- **RECORD SET**

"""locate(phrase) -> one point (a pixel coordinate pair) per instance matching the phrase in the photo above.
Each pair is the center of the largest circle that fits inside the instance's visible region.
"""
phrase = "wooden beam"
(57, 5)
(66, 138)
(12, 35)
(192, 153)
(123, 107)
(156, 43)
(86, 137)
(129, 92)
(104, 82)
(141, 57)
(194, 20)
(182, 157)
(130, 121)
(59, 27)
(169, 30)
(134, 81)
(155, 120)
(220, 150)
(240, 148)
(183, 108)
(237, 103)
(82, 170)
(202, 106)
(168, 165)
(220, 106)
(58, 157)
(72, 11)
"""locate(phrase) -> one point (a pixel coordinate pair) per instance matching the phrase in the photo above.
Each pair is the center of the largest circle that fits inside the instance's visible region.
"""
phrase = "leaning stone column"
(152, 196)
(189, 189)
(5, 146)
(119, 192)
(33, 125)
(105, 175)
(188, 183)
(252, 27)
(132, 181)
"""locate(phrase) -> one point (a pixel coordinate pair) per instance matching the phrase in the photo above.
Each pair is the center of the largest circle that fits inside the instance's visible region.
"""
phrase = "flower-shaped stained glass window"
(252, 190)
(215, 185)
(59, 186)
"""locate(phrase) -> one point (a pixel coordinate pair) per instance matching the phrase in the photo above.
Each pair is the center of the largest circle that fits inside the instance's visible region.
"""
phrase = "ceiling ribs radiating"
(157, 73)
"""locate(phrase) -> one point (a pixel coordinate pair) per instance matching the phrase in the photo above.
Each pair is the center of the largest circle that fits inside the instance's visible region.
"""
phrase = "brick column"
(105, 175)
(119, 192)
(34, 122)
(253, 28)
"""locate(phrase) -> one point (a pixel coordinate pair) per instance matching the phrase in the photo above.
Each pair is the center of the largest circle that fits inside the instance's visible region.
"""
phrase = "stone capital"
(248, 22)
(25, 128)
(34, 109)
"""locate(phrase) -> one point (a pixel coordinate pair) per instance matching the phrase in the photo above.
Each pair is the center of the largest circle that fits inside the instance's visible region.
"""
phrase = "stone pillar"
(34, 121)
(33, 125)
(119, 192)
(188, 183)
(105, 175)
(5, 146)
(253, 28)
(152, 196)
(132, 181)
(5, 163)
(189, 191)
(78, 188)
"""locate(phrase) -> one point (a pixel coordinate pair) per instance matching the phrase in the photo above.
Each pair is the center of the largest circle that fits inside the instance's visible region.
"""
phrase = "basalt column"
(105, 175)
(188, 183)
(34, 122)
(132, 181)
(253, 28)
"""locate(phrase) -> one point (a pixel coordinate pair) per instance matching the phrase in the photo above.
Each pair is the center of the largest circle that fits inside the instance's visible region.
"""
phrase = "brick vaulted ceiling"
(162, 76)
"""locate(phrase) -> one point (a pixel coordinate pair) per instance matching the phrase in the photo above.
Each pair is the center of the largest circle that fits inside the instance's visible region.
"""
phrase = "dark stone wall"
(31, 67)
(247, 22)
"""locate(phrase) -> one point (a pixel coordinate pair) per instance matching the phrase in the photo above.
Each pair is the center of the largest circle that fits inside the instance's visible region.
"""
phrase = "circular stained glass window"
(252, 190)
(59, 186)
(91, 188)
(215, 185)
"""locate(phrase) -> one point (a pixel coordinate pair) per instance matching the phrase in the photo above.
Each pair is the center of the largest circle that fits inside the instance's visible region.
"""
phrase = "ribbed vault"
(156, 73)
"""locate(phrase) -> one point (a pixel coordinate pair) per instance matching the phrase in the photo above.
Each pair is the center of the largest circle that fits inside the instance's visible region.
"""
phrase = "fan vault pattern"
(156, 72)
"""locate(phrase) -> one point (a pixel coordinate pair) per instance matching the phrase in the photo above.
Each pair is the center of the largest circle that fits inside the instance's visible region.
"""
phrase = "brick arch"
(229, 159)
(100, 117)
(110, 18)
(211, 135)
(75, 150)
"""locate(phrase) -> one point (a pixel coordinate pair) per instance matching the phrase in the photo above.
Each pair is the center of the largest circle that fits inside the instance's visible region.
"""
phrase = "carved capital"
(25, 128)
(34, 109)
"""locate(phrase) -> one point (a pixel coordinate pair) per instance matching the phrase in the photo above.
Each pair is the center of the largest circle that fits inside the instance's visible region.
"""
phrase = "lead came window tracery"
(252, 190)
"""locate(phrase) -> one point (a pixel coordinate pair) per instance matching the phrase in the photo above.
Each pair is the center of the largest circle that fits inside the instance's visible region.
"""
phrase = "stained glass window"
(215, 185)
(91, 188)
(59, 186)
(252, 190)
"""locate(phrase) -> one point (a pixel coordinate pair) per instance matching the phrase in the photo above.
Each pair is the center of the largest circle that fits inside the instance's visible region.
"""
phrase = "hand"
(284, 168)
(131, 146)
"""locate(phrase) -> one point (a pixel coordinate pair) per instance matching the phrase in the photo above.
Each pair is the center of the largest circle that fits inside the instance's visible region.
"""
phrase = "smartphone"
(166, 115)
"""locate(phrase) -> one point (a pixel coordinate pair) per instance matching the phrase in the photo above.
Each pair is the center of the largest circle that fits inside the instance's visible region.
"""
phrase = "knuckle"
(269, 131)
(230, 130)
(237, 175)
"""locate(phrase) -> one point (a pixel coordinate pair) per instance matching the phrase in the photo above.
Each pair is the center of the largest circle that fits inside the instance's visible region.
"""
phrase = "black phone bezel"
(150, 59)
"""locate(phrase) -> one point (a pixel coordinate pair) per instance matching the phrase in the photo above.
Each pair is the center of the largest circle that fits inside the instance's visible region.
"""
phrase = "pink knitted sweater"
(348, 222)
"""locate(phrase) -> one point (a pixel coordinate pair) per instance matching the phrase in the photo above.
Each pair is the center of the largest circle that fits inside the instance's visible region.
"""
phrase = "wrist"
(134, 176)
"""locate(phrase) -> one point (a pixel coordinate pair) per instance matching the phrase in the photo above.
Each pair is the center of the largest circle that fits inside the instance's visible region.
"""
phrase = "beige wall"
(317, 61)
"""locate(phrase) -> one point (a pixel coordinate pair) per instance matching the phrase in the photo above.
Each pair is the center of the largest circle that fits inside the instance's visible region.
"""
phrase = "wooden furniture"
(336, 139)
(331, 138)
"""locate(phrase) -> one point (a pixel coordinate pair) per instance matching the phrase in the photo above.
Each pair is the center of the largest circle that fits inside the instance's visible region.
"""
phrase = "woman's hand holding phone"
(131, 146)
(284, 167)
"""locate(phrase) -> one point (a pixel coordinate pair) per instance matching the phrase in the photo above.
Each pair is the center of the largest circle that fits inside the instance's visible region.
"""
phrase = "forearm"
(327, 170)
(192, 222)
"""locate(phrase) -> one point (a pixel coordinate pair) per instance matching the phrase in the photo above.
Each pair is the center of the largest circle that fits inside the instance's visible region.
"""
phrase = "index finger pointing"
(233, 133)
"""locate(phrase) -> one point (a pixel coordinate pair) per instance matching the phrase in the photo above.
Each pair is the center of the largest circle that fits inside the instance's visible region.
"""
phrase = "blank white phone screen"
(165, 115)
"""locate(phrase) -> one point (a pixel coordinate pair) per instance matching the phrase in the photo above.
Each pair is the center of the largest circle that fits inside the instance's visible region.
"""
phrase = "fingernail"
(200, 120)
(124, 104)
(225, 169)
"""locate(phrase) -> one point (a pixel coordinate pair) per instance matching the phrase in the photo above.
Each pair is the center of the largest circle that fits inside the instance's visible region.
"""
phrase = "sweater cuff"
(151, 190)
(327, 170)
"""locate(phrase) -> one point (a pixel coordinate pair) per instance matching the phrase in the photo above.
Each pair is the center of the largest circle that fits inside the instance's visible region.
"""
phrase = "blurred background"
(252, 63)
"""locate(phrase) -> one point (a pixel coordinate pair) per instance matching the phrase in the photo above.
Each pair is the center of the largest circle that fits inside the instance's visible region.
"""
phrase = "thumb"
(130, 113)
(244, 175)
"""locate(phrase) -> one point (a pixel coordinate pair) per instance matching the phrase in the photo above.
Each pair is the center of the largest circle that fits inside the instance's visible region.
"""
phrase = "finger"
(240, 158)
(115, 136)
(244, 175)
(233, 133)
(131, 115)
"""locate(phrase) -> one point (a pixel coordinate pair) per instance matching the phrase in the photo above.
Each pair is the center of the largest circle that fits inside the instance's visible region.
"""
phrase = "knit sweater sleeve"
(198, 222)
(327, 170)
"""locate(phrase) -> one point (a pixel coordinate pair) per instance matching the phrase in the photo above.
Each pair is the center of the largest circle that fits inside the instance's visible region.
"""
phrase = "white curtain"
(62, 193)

--

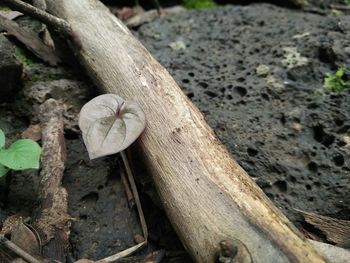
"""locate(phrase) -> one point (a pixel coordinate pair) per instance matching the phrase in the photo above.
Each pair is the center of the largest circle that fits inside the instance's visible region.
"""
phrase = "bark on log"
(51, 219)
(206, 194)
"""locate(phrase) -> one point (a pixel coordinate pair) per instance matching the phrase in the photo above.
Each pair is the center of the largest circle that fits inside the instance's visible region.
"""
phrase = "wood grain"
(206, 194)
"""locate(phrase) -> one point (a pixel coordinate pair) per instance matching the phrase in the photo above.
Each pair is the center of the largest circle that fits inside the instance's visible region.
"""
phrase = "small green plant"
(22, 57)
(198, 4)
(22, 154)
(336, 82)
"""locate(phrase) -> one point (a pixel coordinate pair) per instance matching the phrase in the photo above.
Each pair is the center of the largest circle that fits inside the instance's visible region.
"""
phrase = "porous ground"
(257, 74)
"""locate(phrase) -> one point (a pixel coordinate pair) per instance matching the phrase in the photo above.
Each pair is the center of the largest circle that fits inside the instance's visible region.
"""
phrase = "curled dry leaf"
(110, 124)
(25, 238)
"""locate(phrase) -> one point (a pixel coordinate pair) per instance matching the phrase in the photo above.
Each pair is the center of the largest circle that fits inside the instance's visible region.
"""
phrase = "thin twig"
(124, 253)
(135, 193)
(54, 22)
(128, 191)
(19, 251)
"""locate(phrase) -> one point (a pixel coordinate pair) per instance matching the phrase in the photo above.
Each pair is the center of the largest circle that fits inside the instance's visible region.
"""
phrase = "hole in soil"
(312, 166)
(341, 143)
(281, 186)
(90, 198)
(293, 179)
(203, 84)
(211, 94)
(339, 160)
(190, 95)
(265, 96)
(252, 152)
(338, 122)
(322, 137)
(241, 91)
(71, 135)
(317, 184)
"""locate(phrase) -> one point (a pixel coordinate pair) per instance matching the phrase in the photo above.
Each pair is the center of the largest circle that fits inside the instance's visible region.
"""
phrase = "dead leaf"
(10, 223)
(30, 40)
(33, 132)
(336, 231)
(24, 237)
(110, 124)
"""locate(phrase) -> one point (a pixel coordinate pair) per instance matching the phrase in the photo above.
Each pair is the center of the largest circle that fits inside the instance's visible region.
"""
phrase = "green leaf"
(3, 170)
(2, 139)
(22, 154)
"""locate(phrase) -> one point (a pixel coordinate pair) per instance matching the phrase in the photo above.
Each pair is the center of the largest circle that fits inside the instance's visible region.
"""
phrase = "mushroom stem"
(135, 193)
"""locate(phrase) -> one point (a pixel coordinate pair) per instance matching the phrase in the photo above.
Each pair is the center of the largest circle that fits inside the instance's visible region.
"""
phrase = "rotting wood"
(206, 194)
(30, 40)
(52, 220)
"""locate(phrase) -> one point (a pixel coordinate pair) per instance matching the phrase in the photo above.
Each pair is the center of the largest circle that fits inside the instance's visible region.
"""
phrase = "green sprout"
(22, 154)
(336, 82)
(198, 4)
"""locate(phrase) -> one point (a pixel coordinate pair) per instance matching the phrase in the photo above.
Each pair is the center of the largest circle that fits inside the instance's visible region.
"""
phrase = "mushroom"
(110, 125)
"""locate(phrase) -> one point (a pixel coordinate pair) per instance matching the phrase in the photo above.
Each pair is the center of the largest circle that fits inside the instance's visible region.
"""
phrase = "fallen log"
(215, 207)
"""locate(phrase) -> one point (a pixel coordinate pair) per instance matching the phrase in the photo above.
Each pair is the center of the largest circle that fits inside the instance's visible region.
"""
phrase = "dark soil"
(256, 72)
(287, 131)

- **SHORT EXERCISE**
Gather every line of the material above that contains the string "wooden".

- **RESULT OF THIS TASK**
phrase = "wooden beam"
phrase = "wooden furniture"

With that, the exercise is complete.